* **What the exercise asks**: Quote the lines from the line holding "Locate every instance of the low" to the very end of the listing, exactly, and no others.

* **Records to process**:
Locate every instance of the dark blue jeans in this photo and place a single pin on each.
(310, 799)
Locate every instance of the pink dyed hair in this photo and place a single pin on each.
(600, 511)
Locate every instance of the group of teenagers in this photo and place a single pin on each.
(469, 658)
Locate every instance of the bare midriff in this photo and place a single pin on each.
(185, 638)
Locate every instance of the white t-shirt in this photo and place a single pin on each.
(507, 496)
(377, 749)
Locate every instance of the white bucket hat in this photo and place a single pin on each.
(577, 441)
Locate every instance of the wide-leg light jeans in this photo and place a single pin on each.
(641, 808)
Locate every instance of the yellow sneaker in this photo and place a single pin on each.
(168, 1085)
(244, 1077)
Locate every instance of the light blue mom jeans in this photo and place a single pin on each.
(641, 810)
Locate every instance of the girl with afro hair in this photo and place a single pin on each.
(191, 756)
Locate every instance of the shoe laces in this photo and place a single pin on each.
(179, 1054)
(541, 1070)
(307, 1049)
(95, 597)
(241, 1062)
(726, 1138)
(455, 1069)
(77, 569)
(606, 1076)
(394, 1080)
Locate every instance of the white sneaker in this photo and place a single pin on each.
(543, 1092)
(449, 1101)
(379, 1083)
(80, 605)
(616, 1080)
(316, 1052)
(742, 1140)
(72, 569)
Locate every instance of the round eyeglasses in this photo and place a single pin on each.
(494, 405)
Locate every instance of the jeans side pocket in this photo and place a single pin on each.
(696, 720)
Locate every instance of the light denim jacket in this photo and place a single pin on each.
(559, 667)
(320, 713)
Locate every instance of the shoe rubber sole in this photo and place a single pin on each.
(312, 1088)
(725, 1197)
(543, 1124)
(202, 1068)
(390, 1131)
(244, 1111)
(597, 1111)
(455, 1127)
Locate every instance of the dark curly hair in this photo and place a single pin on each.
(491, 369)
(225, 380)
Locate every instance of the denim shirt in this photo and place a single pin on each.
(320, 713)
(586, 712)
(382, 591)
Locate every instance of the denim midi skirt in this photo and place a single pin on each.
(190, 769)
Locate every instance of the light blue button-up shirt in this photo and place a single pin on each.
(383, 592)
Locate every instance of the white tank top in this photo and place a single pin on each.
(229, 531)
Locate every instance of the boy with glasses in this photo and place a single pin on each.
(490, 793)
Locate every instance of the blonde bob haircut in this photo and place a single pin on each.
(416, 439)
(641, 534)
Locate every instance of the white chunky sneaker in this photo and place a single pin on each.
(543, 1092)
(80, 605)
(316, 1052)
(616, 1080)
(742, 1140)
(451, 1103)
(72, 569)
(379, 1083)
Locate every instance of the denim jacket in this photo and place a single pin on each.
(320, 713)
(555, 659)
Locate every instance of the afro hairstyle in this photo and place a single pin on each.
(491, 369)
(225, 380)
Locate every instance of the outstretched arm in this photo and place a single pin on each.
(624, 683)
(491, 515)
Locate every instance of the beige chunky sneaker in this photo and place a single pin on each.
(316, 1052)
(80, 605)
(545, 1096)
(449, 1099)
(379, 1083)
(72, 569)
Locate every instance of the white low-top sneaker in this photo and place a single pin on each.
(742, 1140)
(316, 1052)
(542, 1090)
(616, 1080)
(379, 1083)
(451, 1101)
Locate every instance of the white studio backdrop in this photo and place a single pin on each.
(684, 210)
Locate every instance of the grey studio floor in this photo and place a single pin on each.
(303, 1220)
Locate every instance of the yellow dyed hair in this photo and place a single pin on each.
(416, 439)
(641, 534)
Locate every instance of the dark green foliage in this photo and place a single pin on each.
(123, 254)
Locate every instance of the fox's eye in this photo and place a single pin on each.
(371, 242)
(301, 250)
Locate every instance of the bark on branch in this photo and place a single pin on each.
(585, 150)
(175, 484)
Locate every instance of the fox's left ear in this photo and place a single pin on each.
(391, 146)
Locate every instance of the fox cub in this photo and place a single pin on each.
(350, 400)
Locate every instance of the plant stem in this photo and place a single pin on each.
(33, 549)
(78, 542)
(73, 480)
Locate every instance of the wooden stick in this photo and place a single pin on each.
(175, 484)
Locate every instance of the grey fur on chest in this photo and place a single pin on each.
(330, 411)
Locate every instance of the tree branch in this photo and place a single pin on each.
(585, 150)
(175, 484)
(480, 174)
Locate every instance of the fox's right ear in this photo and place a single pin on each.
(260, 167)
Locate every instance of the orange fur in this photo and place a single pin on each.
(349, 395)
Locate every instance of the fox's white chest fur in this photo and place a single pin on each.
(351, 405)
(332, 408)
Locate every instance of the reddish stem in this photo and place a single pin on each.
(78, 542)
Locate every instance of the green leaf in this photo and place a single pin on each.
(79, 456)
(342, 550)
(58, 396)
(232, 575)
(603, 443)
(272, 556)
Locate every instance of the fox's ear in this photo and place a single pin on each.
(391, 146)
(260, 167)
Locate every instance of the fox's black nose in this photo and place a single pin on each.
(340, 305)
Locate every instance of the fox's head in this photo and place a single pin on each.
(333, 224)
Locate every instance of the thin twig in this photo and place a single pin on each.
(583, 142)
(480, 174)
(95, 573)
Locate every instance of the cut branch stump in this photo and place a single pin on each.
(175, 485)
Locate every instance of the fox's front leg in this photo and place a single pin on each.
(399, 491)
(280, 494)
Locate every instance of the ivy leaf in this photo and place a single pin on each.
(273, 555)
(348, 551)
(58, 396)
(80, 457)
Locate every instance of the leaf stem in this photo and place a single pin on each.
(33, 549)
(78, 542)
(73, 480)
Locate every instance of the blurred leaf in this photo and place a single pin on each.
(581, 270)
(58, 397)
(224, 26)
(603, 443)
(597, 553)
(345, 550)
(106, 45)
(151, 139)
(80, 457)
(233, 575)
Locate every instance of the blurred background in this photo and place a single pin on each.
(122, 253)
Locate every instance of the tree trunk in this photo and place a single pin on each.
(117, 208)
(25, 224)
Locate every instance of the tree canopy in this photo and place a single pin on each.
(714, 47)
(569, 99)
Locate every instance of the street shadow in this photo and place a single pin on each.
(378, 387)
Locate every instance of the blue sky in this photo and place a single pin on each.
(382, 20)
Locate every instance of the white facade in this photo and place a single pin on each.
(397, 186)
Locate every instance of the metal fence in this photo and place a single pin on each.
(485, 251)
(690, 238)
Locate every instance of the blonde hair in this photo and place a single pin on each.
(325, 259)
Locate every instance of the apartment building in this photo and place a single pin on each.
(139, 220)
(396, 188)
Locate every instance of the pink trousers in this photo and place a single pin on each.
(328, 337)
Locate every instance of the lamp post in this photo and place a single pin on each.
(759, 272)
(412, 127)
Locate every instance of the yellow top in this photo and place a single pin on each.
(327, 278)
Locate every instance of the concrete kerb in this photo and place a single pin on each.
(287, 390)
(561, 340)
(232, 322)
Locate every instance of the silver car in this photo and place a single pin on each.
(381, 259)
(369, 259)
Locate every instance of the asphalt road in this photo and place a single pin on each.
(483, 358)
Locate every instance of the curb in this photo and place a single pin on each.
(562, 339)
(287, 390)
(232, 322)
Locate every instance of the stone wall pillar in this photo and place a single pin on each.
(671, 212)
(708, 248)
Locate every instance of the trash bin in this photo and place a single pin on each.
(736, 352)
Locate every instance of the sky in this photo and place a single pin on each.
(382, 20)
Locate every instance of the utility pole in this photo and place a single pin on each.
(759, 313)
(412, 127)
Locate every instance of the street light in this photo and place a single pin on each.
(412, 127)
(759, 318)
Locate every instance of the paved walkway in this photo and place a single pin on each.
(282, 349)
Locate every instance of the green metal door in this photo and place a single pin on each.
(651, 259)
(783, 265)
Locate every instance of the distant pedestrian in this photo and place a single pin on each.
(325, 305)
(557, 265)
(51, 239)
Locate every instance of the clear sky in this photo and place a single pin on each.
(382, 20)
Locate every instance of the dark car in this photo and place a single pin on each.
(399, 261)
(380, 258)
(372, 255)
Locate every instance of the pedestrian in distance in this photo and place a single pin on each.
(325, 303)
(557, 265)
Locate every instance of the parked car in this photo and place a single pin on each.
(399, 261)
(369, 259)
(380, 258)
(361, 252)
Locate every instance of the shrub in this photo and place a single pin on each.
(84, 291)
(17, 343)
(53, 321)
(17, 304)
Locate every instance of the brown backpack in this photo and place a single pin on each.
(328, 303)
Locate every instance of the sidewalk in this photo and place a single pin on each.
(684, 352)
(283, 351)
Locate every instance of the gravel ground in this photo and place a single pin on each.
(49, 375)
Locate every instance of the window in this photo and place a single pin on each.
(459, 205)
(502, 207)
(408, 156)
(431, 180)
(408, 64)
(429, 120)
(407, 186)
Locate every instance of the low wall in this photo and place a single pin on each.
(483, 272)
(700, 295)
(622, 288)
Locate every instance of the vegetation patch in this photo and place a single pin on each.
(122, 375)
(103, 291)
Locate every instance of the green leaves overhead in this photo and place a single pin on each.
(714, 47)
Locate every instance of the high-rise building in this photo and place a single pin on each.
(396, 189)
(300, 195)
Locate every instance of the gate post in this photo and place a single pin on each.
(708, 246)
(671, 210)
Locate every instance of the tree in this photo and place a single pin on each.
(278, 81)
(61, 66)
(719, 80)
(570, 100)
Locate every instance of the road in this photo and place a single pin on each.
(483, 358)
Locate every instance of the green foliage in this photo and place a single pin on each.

* **Complete output**:
Locate every instance of the low wall in this photo and place a single pin on each.
(483, 272)
(700, 295)
(622, 288)
Locate every instance of the vegetation patch in this photo and place a single pin on each.
(122, 375)
(103, 291)
Locate every instance of the green leaves overhead in this photo and place a single pin on each.
(714, 47)
Locate every instance of the high-rise building in this photo and place a single pin on each.
(396, 189)
(300, 195)
Locate every instance of the gate post in this photo and place a single pin on each.
(708, 246)
(671, 210)
Locate every instance of the tree in this photo and place a single pin on each.
(278, 81)
(61, 66)
(719, 80)
(570, 100)
Locate every instance of the road in this photo and place a single pin on each.
(483, 358)
Locate every instance of the green foliage in this photo and place a single pin on each.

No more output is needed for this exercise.